* Page extract *
Harajuku Station, at the top of a favorite local and tourist destination, has also been rebuilt, and the new Shibuya Station (now a bright, new, world-class maze) and buildings around it are so much bigger as to be unrecognizable to someone who hasn't been there for a while. "What's that!?" asked my friend Robert when we were half a kilometer away. Japanese real-estate developers and construction companies have been very busy for the past three years.

Will that come to an end now that interest rates have finally started to rise? Maybe. But with Bank of Japan governor Kuroda holding the line, rates haven't risen by much so far. The economic statistics are terrible, putting the country between a rock of high government debt and a hard place of stagflation. We will probably have to wait until Kuroda's successor takes office next April for monetary policy to change.

Gasoline prices, which are now lower here than they are in California, haven't risen by too much. Japan, South Korea, and Taiwan have all reportedly increased imports of Russian oil. Prime Minister Kishida and NHK, the government-controlled TV station, have strongly criticized the invasion of Ukraine, but after ExxonMobil withdrew from the Sakhalin 1 oil and gas project, the Japanese transferred their ownership stakes to the new corporate entity set up to manage it. The Japanese draw the line at shutting down their own factories and freezing this winter to spite Russia.

Japan put sanctions on semiconductor exports to Russia, and a great deal of Japanese corporate activity there was either shut down or put on hold but the fishing agreement covering the Sea of Okhotsk was renewed, and exports of used Japanese cars to Russia have more than tripled. The yen has dropped by 27% against the ruble over the past three years, making those cars very cheap.

* Dataset excerpts *
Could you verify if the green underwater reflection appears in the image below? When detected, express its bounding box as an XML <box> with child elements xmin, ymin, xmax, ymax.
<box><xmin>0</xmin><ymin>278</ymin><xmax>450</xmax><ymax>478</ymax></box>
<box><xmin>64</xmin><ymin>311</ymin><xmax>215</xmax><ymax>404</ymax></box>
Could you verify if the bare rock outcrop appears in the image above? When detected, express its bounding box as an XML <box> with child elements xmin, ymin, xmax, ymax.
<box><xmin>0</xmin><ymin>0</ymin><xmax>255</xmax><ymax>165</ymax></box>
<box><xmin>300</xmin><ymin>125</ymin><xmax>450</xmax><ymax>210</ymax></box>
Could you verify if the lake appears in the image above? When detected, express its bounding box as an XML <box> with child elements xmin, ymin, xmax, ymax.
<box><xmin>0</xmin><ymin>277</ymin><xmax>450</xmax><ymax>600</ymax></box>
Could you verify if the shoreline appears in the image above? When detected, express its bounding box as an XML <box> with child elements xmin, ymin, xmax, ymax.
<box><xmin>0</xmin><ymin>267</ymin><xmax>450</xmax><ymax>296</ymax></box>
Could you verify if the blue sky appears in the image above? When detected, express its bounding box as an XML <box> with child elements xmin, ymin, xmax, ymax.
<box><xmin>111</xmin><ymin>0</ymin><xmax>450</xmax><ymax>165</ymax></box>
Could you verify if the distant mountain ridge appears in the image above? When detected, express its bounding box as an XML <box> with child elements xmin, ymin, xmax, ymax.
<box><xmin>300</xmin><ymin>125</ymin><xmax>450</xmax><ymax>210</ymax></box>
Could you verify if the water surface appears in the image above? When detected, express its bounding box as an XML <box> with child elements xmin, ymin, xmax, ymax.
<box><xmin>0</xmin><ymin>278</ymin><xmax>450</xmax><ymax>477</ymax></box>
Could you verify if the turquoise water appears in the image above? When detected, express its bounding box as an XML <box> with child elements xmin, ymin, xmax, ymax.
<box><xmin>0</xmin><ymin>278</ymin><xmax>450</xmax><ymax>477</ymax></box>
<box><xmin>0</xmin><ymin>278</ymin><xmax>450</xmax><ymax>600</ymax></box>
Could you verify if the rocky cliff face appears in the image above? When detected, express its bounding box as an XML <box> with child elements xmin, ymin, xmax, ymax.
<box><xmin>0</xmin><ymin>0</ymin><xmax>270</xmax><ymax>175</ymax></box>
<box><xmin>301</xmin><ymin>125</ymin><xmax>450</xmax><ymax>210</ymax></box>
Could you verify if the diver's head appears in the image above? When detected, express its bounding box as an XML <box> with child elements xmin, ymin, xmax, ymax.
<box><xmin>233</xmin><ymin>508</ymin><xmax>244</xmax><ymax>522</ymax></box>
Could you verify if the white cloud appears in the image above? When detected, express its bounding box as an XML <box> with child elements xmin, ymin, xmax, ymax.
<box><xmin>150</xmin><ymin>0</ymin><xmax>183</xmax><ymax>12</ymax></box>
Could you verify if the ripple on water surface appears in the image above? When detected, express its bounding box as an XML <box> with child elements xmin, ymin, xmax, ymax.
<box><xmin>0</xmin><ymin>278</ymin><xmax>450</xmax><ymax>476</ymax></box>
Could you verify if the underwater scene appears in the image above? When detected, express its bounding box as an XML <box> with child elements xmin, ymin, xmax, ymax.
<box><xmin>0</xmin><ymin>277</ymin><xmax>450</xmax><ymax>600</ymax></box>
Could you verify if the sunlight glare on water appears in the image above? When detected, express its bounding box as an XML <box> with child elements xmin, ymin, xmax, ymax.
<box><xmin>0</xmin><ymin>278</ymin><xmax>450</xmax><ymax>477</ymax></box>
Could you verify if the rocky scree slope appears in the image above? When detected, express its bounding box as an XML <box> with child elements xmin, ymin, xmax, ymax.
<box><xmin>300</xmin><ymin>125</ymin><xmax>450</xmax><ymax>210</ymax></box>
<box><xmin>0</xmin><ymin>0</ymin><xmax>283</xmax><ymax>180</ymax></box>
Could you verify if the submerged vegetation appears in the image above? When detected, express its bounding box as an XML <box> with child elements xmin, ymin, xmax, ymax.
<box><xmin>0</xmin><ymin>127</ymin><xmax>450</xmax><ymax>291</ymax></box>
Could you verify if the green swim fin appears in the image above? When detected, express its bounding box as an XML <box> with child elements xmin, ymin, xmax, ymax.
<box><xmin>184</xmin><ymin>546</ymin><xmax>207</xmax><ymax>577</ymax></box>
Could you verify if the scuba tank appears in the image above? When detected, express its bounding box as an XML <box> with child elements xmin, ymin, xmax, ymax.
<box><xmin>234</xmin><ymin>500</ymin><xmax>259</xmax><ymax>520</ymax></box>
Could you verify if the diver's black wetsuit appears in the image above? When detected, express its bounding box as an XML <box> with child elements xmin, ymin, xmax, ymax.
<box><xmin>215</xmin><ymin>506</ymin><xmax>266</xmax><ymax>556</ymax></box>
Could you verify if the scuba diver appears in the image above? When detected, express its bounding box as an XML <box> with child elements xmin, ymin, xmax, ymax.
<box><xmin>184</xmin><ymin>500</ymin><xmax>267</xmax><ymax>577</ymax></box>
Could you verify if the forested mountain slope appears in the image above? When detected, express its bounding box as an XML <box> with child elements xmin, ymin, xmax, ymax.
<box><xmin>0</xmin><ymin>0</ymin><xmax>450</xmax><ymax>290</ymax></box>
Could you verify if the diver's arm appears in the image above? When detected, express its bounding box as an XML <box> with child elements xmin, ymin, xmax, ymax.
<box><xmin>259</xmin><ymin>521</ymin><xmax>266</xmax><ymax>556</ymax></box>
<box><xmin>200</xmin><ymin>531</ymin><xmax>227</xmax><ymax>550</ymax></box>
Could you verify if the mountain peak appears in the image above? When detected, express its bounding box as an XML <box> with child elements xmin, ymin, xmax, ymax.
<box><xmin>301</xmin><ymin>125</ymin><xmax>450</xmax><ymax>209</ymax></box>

* Problems and tasks *
**1.** According to the passage on Japan, how much has the yen fallen against the ruble over the past three years?
**2.** Rewrite the part of the passage on Japan starting at "Gasoline prices, which" and ending at "to spite Russia.", substituting "Texas" for "California".
These rows come from a different source than the passage on Japan.

* Activity answers *
**1.** By 27%.

**2.**
Gasoline prices, which are now lower here than they are in Texas, haven't risen by too much. Japan, South Korea, and Taiwan have all reportedly increased imports of Russian oil. Prime Minister Kishida and NHK, the government-controlled TV station, have strongly criticized the invasion of Ukraine, but after ExxonMobil withdrew from the Sakhalin 1 oil and gas project, the Japanese transferred their ownership stakes to the new corporate entity set up to manage it. The Japanese draw the line at shutting down their own factories and freezing this winter to spite Russia.